*CONSIGNES*.
1. Recopiez à l'identique le passage de l'extrait sur Schumpeter qui va de « Chaque nouvelle innovation » à « travaillant à domicile. ».
2. Comment l'extrait sur Schumpeter définit-il le développement ?

Joseph Schumpeter (1883-1950)

Progrès technique et évolution économique:

Economiste autrichien hétérodoxe (ni libéral ni keynésien)
« Théorie de l’évolution économique» 1911
« Le cycle des affaires» 1939
« Capitalisme, Socialisme et Démocratie » 1942
« Histoire de l’analyse économique » inachevé, 1954

1 L’innovation et l’entrepreneur

11 Diversité des innovations

Il existe différents types d’innovations :
Un nouveau produit : post-it.
Un nouveau procédé : code barre
Un nouveau marché : Internet
Une nouvelle source de MP : nucléaire
Une nouvelle organisation : fordisme
Pour Schumpeter, l’innovation ne se limite pas aux nouveaux produits et aux nouveaux procédés. Elle peut donc exister sans progrès technique.
L’innovation est diffusée par les entreprises. Elle se situe donc du coté de l’offre.
Chaque nouvelle innovation crée une nouvelle combinaison productive mais détruit l’ancienne. Cette destruction est cependant progressive. L’innovation est donc à l’origine du processus de destruction créatrice, essence même du capitalisme.
Schumpeter appelle évolution économique les changements apportés au système économique par l’innovation. L’évolution économique englobe à la fois la croissance économique et le développement, défini comme un changement qualitatif spontané et discontinu. Exemple : lors de la première RI, filages et tissages mécanisés remplacent les petits artisans travaillant à domicile.

*EXTRAIT DES DONNÉES*.
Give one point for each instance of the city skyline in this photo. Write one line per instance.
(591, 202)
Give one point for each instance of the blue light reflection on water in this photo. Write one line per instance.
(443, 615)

*RÉPONSES ATTENDUES*.
1.
Chaque nouvelle innovation crée une nouvelle combinaison productive mais détruit l’ancienne. Cette destruction est cependant progressive. L’innovation est donc à l’origine du processus de destruction créatrice, essence même du capitalisme.
Schumpeter appelle évolution économique les changements apportés au système économique par l’innovation. L’évolution économique englobe à la fois la croissance économique et le développement, défini comme un changement qualitatif spontané et discontinu. Exemple : lors de la première RI, filages et tissages mécanisés remplacent les petits artisans travaillant à domicile.

2. Comme un changement qualitatif spontané et discontinu.